*데이터 목록*
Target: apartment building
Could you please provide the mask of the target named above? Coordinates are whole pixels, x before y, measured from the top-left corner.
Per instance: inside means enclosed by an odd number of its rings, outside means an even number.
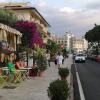
[[[27,3],[0,3],[0,7],[13,10],[19,20],[35,22],[43,38],[49,38],[47,33],[50,25],[36,8],[28,6]]]
[[[66,32],[62,36],[55,36],[55,41],[59,45],[63,44],[67,50],[71,51],[73,38],[74,38],[74,35],[72,33]]]

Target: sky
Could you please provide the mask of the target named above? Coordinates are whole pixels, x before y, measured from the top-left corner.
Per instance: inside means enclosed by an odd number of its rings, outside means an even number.
[[[30,2],[51,25],[52,34],[71,32],[77,37],[100,24],[100,0],[0,0]]]

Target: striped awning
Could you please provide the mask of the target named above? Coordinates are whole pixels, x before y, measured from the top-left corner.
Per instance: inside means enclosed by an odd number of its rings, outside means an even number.
[[[0,29],[3,29],[5,31],[8,31],[8,32],[10,32],[12,34],[16,34],[16,35],[22,36],[22,33],[20,33],[19,31],[17,31],[16,29],[11,28],[11,27],[9,27],[7,25],[4,25],[2,23],[0,23]]]

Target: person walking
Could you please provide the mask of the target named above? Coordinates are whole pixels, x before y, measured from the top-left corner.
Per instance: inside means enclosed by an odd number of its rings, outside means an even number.
[[[63,57],[62,54],[59,52],[58,55],[56,56],[58,68],[60,68],[60,67],[62,66],[62,64],[63,64],[63,59],[64,59],[64,57]]]
[[[50,53],[49,53],[49,51],[47,51],[47,53],[46,53],[46,59],[47,59],[48,65],[50,67]]]

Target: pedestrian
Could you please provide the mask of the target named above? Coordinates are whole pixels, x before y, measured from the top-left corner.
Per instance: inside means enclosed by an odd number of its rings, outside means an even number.
[[[49,51],[46,52],[46,59],[47,59],[48,65],[50,67],[50,52]]]
[[[58,55],[56,56],[58,68],[60,68],[60,67],[62,66],[62,64],[63,64],[63,59],[64,59],[64,57],[63,57],[62,54],[59,52]]]

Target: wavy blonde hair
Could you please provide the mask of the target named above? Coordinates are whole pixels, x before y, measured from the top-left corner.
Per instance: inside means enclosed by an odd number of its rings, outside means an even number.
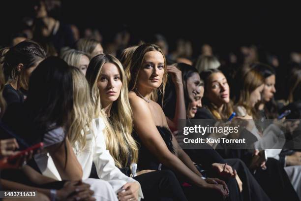
[[[129,47],[127,48],[125,48],[123,50],[121,54],[121,59],[120,61],[124,67],[126,67],[127,66],[130,65],[133,54],[134,54],[134,52],[138,47],[138,45],[133,46]],[[126,77],[130,77],[131,75],[129,71],[129,68],[127,68],[125,70],[125,72]],[[128,82],[127,82],[128,83]]]
[[[86,144],[87,134],[90,129],[94,116],[93,108],[90,97],[89,85],[83,73],[78,68],[72,68],[73,85],[73,109],[68,137],[77,151],[81,151]],[[76,146],[78,143],[78,146]]]
[[[76,41],[75,49],[91,55],[96,46],[100,43],[93,38],[80,38]]]
[[[102,109],[97,80],[105,64],[115,65],[120,72],[122,87],[119,97],[113,102],[110,111],[111,120],[106,117]],[[95,117],[103,117],[106,126],[104,131],[107,148],[113,156],[116,166],[126,167],[129,162],[137,163],[138,149],[131,135],[133,130],[133,113],[128,100],[127,84],[122,65],[113,56],[101,54],[93,57],[86,74],[91,88],[91,96],[95,109]],[[128,159],[131,158],[131,161]]]
[[[168,75],[166,70],[166,61],[163,52],[158,46],[154,44],[143,44],[138,47],[133,53],[131,62],[125,67],[125,71],[127,77],[126,79],[128,83],[129,91],[135,89],[137,86],[137,80],[139,75],[139,72],[142,68],[142,63],[144,60],[145,54],[150,51],[159,52],[163,57],[164,60],[164,72],[163,76],[161,85],[159,87],[159,90],[162,94],[162,97],[164,97],[164,92],[166,82],[167,82]],[[158,99],[157,89],[154,89],[150,96],[150,100],[156,101]],[[162,105],[163,105],[163,99]]]
[[[79,67],[80,60],[82,56],[86,56],[90,60],[90,56],[86,53],[74,49],[65,50],[62,54],[62,59],[69,66]]]

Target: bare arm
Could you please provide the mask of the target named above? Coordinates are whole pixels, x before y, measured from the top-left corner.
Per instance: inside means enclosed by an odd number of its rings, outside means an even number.
[[[167,125],[167,119],[166,118],[164,115],[163,111],[162,111],[162,115],[163,117],[163,125],[166,126]],[[174,147],[177,149],[176,152],[178,154],[178,157],[187,166],[191,171],[195,173],[196,174],[200,177],[202,177],[202,174],[195,167],[193,162],[191,161],[191,159],[188,155],[182,149],[178,143],[178,141],[176,137],[173,135],[172,140],[173,145]]]
[[[22,171],[31,182],[36,184],[41,185],[56,181],[55,179],[40,174],[29,166],[24,166]]]
[[[66,138],[65,146],[66,152],[63,143],[57,143],[46,149],[51,156],[61,179],[71,181],[81,180],[83,177],[83,169],[67,138]]]
[[[186,108],[184,100],[184,89],[182,81],[182,73],[174,66],[167,67],[167,70],[172,75],[173,82],[175,84],[177,92],[177,101],[175,116],[173,119],[168,119],[168,126],[172,131],[178,129],[178,121],[186,119]]]

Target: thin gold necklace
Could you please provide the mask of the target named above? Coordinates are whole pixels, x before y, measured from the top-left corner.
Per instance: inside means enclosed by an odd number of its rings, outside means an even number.
[[[142,96],[141,94],[140,94],[139,91],[138,90],[138,89],[137,89],[137,88],[136,89],[136,91],[137,91],[137,92],[138,92],[139,96],[141,98],[142,98],[142,99],[143,99],[144,100],[146,101],[148,103],[149,103],[150,102],[150,99],[148,99],[144,97],[143,96]]]

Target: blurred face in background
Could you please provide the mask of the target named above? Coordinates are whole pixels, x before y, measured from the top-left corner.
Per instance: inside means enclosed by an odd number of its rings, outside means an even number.
[[[257,102],[260,101],[261,100],[261,94],[264,87],[265,84],[263,84],[250,94],[250,100],[249,102],[250,106],[254,107]]]
[[[265,86],[262,93],[262,100],[265,102],[269,102],[274,97],[274,94],[276,93],[275,84],[275,75],[271,75],[265,79]]]
[[[91,57],[92,58],[95,57],[96,55],[100,55],[101,54],[103,54],[103,48],[102,46],[100,44],[100,43],[97,44],[97,45],[95,47],[93,52],[91,54]]]
[[[222,73],[211,74],[207,82],[206,96],[211,102],[219,107],[230,102],[230,88]]]
[[[191,101],[188,104],[187,117],[189,119],[194,117],[198,108],[202,107],[202,98],[204,96],[204,89],[202,86],[199,86],[198,88],[197,91],[199,91],[200,93],[195,96],[194,94],[192,94],[193,98],[191,100]]]
[[[89,66],[90,62],[90,60],[87,56],[82,55],[81,56],[78,68],[85,75],[86,72],[87,72],[87,69],[88,68],[88,66]]]
[[[201,80],[199,73],[194,72],[188,77],[186,81],[186,86],[189,99],[191,100],[194,99],[194,97],[201,93],[201,85],[203,85],[203,81]],[[204,87],[203,87],[204,89]],[[204,91],[203,92],[204,94]],[[202,95],[203,97],[203,95]]]

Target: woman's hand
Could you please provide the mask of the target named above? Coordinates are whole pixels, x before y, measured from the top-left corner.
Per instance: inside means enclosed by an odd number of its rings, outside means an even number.
[[[229,196],[229,189],[224,181],[217,178],[207,178],[205,181],[207,184],[204,188],[216,190],[224,198]]]
[[[287,156],[286,165],[288,166],[301,165],[301,152],[297,151],[290,156]]]
[[[92,196],[94,192],[90,190],[90,185],[81,181],[67,181],[62,189],[57,191],[59,201],[95,201]]]
[[[236,170],[233,170],[232,167],[227,164],[222,164],[215,163],[212,164],[212,167],[222,176],[235,178],[237,175]]]
[[[14,153],[17,154],[18,152]],[[4,157],[0,159],[0,169],[22,168],[23,166],[26,165],[26,161],[31,159],[33,153],[32,150],[25,152],[24,154],[20,155],[12,161],[8,161],[8,157]]]
[[[138,182],[128,182],[123,187],[124,190],[118,193],[118,200],[120,201],[137,201],[139,191],[139,184]]]
[[[179,85],[183,86],[182,72],[174,65],[167,66],[166,68],[167,72],[171,73],[172,79],[175,85],[176,86]]]
[[[266,162],[263,161],[260,163],[259,159],[260,158],[259,155],[259,151],[258,149],[255,149],[254,152],[254,156],[252,159],[251,162],[251,165],[250,165],[250,168],[251,169],[255,169],[259,167],[261,167],[262,169],[267,169],[267,166],[266,166]]]
[[[238,174],[236,175],[235,177],[235,179],[236,179],[236,181],[237,181],[237,184],[239,185],[239,187],[240,188],[240,191],[241,193],[242,191],[242,182],[241,180],[241,178],[238,176]]]
[[[152,171],[154,171],[155,170],[152,170],[151,169],[144,169],[143,170],[139,171],[136,173],[137,175],[140,175],[141,174],[145,174],[146,173],[151,172]]]
[[[19,145],[15,138],[0,140],[0,158],[16,154],[14,150],[19,148]]]

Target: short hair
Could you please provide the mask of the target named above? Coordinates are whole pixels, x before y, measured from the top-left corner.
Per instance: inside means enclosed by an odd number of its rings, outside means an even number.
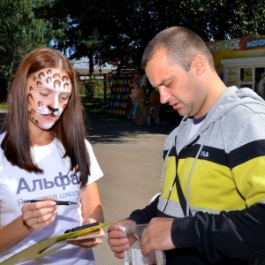
[[[146,47],[141,67],[145,69],[152,60],[154,54],[160,49],[164,49],[168,59],[179,64],[185,71],[189,71],[193,58],[201,54],[214,70],[213,56],[203,40],[194,32],[181,26],[172,26],[158,33]]]
[[[44,68],[58,68],[69,76],[72,95],[63,115],[51,128],[50,133],[62,141],[69,156],[71,170],[79,169],[81,186],[85,186],[89,171],[89,155],[84,144],[86,128],[78,80],[70,61],[61,52],[50,48],[38,48],[29,52],[19,64],[11,85],[7,113],[6,135],[2,141],[7,160],[29,172],[42,173],[31,155],[31,140],[28,128],[26,79]]]

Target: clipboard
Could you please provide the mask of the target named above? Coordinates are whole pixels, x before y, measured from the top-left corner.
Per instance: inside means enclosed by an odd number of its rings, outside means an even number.
[[[85,228],[72,232],[60,234],[43,239],[1,262],[1,265],[14,265],[27,261],[37,260],[49,255],[67,245],[66,240],[103,228],[110,223],[108,222],[95,226]],[[54,247],[53,247],[54,246]]]

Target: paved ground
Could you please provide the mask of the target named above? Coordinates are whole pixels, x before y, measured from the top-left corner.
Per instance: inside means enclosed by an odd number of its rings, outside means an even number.
[[[0,112],[2,127],[5,114]],[[98,184],[105,220],[123,219],[160,192],[163,141],[178,120],[138,126],[125,118],[98,114],[89,117],[88,140],[104,172]],[[96,265],[125,264],[110,252],[107,236],[95,249],[95,255]]]
[[[98,184],[105,220],[123,219],[160,192],[163,141],[178,121],[138,126],[91,115],[90,124],[89,140],[104,172]],[[107,237],[95,254],[96,265],[125,264],[110,252]]]

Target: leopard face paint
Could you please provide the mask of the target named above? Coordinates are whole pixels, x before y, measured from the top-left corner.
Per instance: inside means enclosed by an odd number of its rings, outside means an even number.
[[[68,104],[72,83],[68,75],[57,68],[45,68],[26,80],[29,119],[42,129],[50,129]]]

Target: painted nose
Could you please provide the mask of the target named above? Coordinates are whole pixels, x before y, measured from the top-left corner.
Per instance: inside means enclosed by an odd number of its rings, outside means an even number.
[[[48,108],[48,110],[50,110],[52,113],[54,113],[54,112],[59,110],[58,108],[52,108],[52,107],[50,107],[50,106],[48,106],[47,108]]]
[[[171,95],[168,93],[164,87],[159,87],[160,102],[165,104],[170,101]]]

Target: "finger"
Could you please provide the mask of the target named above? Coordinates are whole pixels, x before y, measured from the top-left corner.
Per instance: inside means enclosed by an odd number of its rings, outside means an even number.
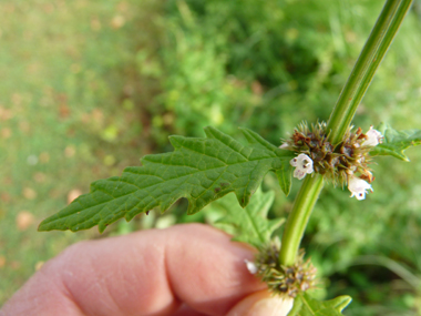
[[[265,289],[247,296],[226,316],[287,316],[292,305],[294,298],[274,296]]]
[[[253,258],[250,249],[198,224],[79,243],[45,264],[4,310],[18,304],[49,315],[63,305],[68,315],[170,315],[185,302],[197,312],[225,315],[264,288],[245,258]]]

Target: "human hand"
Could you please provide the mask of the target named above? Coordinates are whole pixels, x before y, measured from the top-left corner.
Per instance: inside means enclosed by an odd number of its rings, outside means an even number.
[[[0,315],[287,315],[244,259],[253,251],[201,224],[78,243],[49,261]]]

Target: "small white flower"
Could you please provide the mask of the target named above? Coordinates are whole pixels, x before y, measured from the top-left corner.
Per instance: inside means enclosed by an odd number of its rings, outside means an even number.
[[[247,269],[250,274],[256,274],[257,273],[257,266],[255,265],[254,262],[250,262],[248,259],[244,259],[244,262],[246,263],[246,266],[247,266]]]
[[[348,190],[352,193],[350,197],[356,196],[359,201],[366,198],[367,190],[372,192],[372,187],[367,181],[355,175],[348,176]]]
[[[288,143],[284,143],[284,144],[281,144],[280,146],[279,146],[279,149],[281,149],[281,150],[286,150],[286,149],[288,149]]]
[[[381,143],[381,139],[383,137],[383,135],[379,131],[374,130],[372,125],[366,135],[368,136],[368,140],[362,143],[363,146],[376,146]]]
[[[299,154],[290,162],[291,166],[295,166],[294,176],[301,180],[307,173],[312,173],[312,160],[306,154]]]

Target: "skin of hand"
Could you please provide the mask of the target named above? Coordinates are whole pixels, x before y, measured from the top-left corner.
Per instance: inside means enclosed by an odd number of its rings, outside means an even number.
[[[254,251],[202,224],[88,241],[43,265],[0,310],[18,315],[283,316],[244,259]]]

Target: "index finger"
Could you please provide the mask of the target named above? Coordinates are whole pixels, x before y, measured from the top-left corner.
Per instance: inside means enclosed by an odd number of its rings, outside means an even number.
[[[224,315],[265,288],[245,258],[253,258],[249,248],[199,224],[83,242],[47,263],[3,313],[171,315],[185,303],[206,315]]]

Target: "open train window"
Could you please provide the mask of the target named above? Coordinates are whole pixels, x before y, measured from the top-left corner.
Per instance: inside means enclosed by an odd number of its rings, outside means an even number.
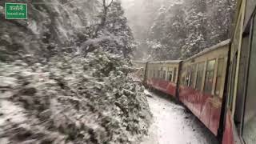
[[[204,68],[204,62],[198,63],[197,79],[196,79],[196,84],[195,84],[195,88],[196,90],[201,90],[201,87],[202,84],[203,68]]]
[[[217,70],[217,78],[216,78],[216,86],[214,94],[216,96],[220,96],[221,88],[222,85],[222,75],[224,70],[224,58],[219,58],[218,61],[218,70]]]
[[[173,78],[173,82],[176,82],[176,77],[177,77],[177,67],[174,67],[174,78]]]
[[[169,81],[172,82],[173,79],[173,72],[172,71],[169,71]]]
[[[214,66],[215,59],[207,62],[204,92],[210,94],[213,90]]]
[[[255,143],[256,140],[256,18],[254,20],[249,54],[247,84],[246,87],[246,106],[242,137],[246,144]]]
[[[162,79],[166,80],[166,71],[163,70],[163,72],[162,72]]]
[[[196,65],[193,65],[191,67],[190,82],[190,86],[192,88],[194,88],[194,86],[195,73],[196,73]]]
[[[186,77],[186,86],[190,86],[190,80],[191,80],[190,78],[191,78],[191,67],[188,66]]]

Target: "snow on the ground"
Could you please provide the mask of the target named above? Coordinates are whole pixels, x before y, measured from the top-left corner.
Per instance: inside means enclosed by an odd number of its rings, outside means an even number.
[[[142,144],[215,144],[214,136],[192,114],[170,100],[145,90],[154,123]]]

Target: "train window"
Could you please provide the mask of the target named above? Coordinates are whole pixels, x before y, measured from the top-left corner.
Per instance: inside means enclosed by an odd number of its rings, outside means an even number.
[[[155,70],[153,70],[153,78],[155,78]]]
[[[220,96],[223,68],[224,68],[224,58],[219,58],[218,62],[216,86],[215,86],[215,92],[214,92],[216,96]]]
[[[195,84],[196,90],[200,90],[202,84],[204,62],[198,63],[197,80]]]
[[[174,67],[173,82],[176,82],[177,67]]]
[[[172,71],[170,71],[170,78],[169,78],[169,81],[172,82],[172,79],[173,79],[173,72]]]
[[[166,71],[163,70],[162,79],[166,80]]]
[[[193,65],[191,67],[190,81],[190,86],[193,88],[194,86],[195,71],[196,71],[196,65]]]
[[[256,18],[252,33],[250,62],[246,88],[246,110],[244,114],[243,138],[246,144],[255,143],[256,139]]]
[[[211,94],[211,91],[213,90],[214,66],[215,66],[215,59],[207,62],[205,87],[204,87],[204,92],[206,94]]]
[[[190,66],[189,66],[187,68],[187,73],[186,73],[186,86],[190,86],[190,76],[191,76],[191,69],[190,69]]]

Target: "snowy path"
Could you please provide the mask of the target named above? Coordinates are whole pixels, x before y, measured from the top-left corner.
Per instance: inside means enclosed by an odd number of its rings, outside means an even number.
[[[142,144],[216,144],[216,138],[185,108],[160,98],[154,93],[147,94],[154,116],[150,135]]]

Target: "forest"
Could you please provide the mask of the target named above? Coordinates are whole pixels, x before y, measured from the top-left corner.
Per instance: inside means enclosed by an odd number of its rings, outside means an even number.
[[[26,3],[7,20],[0,1],[0,143],[139,143],[151,114],[121,2]]]
[[[126,2],[138,60],[185,59],[230,38],[234,0]]]

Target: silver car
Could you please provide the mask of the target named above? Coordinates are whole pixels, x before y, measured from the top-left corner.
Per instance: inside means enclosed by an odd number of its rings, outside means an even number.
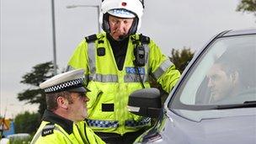
[[[163,106],[156,88],[128,109],[155,125],[134,143],[256,144],[256,29],[227,30],[195,55]]]

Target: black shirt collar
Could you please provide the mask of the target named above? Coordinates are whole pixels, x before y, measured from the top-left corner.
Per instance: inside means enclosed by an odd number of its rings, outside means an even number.
[[[73,121],[65,119],[50,110],[46,109],[45,111],[42,120],[61,125],[69,135],[72,133]]]

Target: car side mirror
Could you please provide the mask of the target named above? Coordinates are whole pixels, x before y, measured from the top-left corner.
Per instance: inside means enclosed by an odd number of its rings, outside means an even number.
[[[129,96],[128,110],[135,115],[157,118],[161,108],[160,91],[157,88],[136,90]]]

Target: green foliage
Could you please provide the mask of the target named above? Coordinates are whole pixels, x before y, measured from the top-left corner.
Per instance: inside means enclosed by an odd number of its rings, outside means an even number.
[[[253,13],[256,16],[256,0],[241,0],[237,11]]]
[[[19,114],[14,119],[15,133],[35,134],[40,123],[40,115],[38,113]]]
[[[190,48],[184,47],[181,50],[172,50],[171,61],[175,65],[176,68],[182,73],[186,68],[191,59],[193,58],[194,52]]]
[[[28,84],[30,88],[18,93],[19,100],[25,100],[29,104],[39,104],[39,113],[42,115],[46,108],[45,95],[39,85],[52,76],[54,76],[54,67],[51,61],[33,67],[30,72],[22,77],[23,80],[20,83]]]

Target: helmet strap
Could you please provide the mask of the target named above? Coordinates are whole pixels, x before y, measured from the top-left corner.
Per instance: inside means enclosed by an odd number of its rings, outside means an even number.
[[[106,32],[106,33],[110,33],[110,26],[109,24],[109,13],[104,13],[103,14],[103,23],[102,23],[102,29]]]

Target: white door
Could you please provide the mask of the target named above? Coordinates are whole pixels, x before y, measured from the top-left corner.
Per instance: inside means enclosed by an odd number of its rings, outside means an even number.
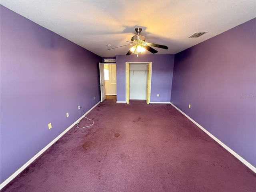
[[[104,78],[104,64],[101,63],[100,63],[100,97],[102,102],[106,99],[106,91],[105,90],[105,78]]]

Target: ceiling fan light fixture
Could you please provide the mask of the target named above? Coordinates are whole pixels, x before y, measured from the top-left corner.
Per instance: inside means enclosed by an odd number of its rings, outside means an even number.
[[[143,53],[146,51],[143,46],[140,44],[136,44],[129,49],[132,53],[138,54],[139,53]]]

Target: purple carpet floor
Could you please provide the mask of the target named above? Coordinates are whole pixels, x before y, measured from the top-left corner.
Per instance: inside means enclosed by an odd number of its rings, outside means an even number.
[[[256,174],[170,104],[106,100],[87,116],[93,126],[73,127],[1,191],[256,191]]]

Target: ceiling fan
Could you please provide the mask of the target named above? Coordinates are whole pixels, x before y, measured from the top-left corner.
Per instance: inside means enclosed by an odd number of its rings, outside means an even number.
[[[139,34],[141,32],[142,30],[142,28],[139,27],[135,28],[135,31],[136,31],[137,35],[134,35],[132,37],[131,42],[127,42],[130,43],[130,44],[119,46],[119,47],[114,47],[114,48],[111,48],[108,49],[108,50],[115,49],[116,48],[123,47],[124,46],[127,46],[128,45],[133,45],[133,46],[129,49],[129,51],[126,54],[126,55],[129,55],[132,53],[134,53],[134,54],[137,54],[137,56],[138,56],[139,53],[142,53],[146,51],[146,50],[148,50],[148,51],[154,54],[158,52],[156,50],[153,49],[150,46],[158,47],[162,49],[168,49],[168,47],[165,45],[159,45],[158,44],[155,44],[154,43],[145,42],[145,37]]]

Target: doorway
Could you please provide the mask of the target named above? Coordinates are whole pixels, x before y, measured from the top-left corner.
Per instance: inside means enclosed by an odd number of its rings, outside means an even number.
[[[105,99],[116,100],[116,63],[100,63],[99,68],[101,102]]]
[[[126,98],[129,104],[130,100],[150,101],[151,85],[151,62],[126,63]]]

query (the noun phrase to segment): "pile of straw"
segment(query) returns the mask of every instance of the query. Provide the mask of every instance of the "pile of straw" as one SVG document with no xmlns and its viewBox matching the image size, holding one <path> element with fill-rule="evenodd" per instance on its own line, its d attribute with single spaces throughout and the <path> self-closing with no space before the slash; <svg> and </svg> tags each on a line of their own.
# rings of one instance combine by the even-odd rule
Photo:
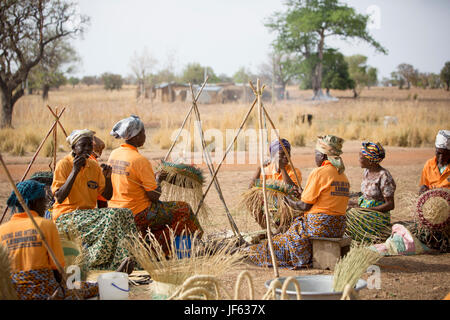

*주어진 과제*
"Target: doorway"가 있는 줄부터 목록 끝까지를 다시 적되 "doorway"만 "entrance"로 고치고 나머지는 그대로 두시오. 그림은 답에서 제외하시오.

*과제 풀이*
Target: entrance
Could you please provide the mask of the target named above? Coordinates are whole pixels, x before y, measured from the top-left corner.
Per instance: inside means enclosed by an odd number of its rings, outside means an even number.
[[[105,99],[116,100],[116,63],[100,63],[99,68],[101,102]]]
[[[126,98],[129,104],[130,100],[150,101],[151,85],[151,62],[126,63]]]

query (the noun phrase to segment): "pile of straw"
segment(query) returns the mask of every instance of the query. Provide the mask of every instance of the "pile of straw" as one SVG document with no xmlns and its viewBox matching the image size, holding one <path> element with fill-rule="evenodd" per instance on its own line, its d attribute with single spaces throughout and the <path> self-closing with no space before the slash; <svg> and </svg> tags each on a line of their own.
# rings of one instance combine by the even-odd rule
Photo:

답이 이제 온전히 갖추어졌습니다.